* Brief: Rewrite the part of the items that opens with the line containing "segment --target black" and runs through the end of the items, changing "segment" to "annotate" and keeping everything else the same.
■ ■ ■
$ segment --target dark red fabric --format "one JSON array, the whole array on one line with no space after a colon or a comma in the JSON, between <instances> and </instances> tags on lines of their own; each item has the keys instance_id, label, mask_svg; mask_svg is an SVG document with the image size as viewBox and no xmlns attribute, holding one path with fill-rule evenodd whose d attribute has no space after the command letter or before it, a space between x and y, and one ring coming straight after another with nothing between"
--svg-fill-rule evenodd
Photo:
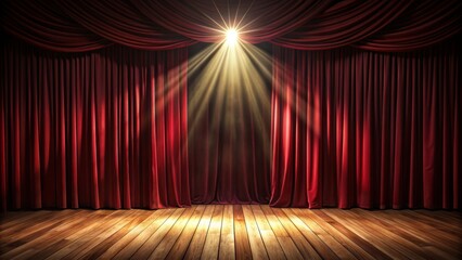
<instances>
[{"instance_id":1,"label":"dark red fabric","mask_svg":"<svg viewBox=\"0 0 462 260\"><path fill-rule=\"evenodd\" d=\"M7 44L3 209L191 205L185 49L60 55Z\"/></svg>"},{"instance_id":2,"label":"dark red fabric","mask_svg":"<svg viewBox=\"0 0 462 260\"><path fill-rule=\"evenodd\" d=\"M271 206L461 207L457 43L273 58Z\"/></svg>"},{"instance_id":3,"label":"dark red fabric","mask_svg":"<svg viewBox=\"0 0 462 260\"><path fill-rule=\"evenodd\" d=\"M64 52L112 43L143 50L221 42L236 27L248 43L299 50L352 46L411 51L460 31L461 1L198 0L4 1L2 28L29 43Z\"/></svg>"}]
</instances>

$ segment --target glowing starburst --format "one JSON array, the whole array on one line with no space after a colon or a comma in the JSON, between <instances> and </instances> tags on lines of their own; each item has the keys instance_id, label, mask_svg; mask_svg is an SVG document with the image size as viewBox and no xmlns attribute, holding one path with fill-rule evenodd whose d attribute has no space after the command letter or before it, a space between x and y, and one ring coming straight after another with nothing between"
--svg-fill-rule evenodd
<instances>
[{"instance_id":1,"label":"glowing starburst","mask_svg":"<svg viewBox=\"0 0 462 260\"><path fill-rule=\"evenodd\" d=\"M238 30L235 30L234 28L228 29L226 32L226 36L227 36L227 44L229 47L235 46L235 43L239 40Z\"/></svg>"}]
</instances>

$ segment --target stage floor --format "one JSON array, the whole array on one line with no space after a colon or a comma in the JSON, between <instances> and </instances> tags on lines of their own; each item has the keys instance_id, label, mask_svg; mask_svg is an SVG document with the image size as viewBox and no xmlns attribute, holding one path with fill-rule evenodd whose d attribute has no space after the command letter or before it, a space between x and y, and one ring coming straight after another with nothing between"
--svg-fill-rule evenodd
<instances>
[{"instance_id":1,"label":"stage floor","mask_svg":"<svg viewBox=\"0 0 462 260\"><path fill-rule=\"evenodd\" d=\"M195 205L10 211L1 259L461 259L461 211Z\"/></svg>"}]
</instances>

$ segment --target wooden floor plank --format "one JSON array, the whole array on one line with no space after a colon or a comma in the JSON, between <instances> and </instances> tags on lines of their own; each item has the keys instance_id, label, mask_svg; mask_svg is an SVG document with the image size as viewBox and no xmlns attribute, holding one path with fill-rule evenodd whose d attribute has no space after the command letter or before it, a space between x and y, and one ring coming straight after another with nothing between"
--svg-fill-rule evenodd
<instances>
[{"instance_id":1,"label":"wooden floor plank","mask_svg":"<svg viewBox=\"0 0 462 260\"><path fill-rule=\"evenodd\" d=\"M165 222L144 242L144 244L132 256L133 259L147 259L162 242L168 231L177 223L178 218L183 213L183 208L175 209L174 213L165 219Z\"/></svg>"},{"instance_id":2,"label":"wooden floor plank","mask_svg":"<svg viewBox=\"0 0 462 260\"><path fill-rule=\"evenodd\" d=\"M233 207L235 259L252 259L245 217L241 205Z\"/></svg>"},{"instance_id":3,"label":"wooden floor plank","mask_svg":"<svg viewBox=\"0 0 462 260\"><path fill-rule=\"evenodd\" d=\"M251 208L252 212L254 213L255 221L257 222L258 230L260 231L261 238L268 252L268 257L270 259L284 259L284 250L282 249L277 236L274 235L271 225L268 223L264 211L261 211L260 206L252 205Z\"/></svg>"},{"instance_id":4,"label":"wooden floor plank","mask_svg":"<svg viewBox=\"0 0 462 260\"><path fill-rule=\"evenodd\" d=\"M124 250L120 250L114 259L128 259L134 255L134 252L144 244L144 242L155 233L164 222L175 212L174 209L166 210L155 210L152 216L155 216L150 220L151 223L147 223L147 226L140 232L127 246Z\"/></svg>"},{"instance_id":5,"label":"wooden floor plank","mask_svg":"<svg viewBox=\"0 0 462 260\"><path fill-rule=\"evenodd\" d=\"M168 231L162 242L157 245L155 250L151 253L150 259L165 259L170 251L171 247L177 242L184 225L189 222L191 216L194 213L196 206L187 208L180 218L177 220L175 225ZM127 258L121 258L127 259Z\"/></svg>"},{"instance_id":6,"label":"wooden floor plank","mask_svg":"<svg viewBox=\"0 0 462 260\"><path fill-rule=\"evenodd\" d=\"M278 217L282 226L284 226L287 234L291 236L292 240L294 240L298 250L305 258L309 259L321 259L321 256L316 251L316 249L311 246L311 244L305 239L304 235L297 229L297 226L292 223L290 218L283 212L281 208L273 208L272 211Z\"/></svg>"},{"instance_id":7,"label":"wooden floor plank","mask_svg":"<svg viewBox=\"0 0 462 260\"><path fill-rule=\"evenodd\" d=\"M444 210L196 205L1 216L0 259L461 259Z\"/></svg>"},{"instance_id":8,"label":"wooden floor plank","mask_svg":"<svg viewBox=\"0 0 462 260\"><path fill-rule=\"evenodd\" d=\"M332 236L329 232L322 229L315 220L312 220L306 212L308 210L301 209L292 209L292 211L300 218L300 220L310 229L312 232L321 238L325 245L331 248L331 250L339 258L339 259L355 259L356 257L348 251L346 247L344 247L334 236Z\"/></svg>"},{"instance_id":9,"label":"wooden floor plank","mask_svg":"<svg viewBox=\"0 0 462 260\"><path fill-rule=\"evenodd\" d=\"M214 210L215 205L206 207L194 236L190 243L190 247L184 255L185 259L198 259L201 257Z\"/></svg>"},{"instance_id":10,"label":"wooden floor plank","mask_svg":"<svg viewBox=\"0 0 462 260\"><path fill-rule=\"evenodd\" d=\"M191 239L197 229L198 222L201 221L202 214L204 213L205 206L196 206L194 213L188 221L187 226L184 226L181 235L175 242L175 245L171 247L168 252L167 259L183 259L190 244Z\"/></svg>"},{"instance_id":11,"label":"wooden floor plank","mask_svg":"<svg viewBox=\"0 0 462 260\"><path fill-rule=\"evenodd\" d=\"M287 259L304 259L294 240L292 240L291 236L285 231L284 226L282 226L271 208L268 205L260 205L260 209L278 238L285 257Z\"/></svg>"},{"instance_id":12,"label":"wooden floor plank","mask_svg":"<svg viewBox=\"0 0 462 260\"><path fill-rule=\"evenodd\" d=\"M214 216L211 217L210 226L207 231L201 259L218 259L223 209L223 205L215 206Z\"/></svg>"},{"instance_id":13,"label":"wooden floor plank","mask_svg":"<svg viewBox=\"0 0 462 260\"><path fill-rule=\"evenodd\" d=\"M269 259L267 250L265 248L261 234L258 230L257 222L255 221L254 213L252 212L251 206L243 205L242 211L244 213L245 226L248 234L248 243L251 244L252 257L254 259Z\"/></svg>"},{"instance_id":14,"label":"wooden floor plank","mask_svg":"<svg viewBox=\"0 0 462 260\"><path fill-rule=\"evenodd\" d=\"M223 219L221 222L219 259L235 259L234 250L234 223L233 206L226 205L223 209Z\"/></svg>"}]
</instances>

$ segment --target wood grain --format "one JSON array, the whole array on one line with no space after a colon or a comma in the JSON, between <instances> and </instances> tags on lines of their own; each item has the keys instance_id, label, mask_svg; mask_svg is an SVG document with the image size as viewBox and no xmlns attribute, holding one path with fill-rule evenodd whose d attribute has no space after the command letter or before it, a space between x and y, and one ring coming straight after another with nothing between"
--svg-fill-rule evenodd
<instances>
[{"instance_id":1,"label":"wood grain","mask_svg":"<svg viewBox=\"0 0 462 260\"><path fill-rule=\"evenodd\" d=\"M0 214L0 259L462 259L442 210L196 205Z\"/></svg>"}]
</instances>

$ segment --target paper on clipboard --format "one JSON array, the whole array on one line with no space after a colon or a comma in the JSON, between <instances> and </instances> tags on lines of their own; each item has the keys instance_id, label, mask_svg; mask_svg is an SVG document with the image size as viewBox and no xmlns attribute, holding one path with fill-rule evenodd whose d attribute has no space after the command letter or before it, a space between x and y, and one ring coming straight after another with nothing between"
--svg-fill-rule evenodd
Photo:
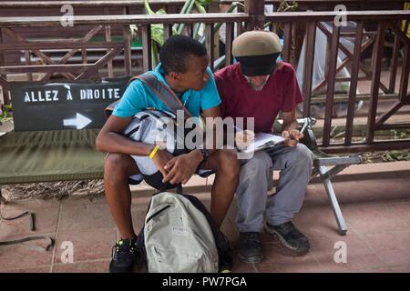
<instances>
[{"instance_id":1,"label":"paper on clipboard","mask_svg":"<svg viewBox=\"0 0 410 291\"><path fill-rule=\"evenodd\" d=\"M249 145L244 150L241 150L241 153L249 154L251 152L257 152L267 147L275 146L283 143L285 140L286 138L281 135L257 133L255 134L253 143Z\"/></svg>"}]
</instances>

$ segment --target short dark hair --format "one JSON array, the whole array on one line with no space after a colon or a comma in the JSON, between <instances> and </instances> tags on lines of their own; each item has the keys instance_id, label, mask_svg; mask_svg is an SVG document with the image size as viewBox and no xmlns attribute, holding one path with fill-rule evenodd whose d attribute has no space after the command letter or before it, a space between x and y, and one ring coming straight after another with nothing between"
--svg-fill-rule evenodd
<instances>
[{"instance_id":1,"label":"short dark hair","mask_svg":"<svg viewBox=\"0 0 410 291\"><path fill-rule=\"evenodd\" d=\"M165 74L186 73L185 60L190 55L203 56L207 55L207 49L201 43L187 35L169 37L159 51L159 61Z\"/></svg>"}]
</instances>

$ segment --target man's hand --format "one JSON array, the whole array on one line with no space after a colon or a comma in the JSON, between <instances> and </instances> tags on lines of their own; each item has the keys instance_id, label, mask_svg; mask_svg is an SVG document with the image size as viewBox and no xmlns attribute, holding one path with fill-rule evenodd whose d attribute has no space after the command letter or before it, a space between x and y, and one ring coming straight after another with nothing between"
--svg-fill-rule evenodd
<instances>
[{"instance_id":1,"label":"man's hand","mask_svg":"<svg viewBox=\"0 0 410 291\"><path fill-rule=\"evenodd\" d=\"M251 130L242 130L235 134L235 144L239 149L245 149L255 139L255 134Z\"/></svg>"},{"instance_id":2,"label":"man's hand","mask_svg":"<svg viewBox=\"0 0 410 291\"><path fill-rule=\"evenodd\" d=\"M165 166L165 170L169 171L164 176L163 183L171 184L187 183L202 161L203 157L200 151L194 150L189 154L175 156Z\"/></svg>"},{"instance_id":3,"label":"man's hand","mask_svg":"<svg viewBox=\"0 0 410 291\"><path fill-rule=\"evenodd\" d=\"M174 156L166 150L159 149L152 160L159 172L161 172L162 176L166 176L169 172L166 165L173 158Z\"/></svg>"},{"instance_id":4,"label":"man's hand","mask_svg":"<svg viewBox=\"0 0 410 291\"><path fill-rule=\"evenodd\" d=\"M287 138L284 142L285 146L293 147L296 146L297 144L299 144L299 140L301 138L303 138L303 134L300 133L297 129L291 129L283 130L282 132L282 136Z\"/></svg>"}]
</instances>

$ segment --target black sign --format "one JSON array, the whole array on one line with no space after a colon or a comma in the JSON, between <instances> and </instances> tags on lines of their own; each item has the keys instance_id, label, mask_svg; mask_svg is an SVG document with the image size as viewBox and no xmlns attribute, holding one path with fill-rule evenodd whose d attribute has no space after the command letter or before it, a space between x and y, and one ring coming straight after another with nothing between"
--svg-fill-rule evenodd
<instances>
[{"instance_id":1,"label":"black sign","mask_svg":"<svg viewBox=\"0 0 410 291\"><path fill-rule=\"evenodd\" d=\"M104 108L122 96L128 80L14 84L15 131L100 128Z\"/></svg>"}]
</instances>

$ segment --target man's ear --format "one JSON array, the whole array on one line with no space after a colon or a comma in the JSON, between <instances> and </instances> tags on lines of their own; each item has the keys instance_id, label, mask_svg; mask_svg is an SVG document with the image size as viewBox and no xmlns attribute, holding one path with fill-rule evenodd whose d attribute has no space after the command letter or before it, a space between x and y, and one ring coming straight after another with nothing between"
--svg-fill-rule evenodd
■ ■ ■
* Written solution:
$ annotate --target black sign --format "one JSON array, the whole array on one line with no space after a colon or a comma in the JSON, between <instances> and </instances> tags on lines of their own; each item has the keys instance_id, label, mask_svg; mask_svg is an SVG document with the image size as viewBox and no xmlns attribute, holding one path with fill-rule evenodd whose d attribute has no space after the command letter or before it, a space between x and y, and one ring coming straight after another with nothing between"
--svg-fill-rule evenodd
<instances>
[{"instance_id":1,"label":"black sign","mask_svg":"<svg viewBox=\"0 0 410 291\"><path fill-rule=\"evenodd\" d=\"M104 108L122 96L128 80L14 84L15 131L100 128Z\"/></svg>"}]
</instances>

$ annotate --target man's ear --format "one JSON array, the whole array on one line with no space after a colon or a comma in the JSON, between <instances> and </instances> tags on lines of their own; each item has the keys instance_id, label, mask_svg; mask_svg is an SVG document with the image size as viewBox and no xmlns attribute, holding one path with fill-rule evenodd whose d attribute has no space after the command letter or before it, a space between x and y, and one ring coming straight after another with nothing between"
--svg-fill-rule evenodd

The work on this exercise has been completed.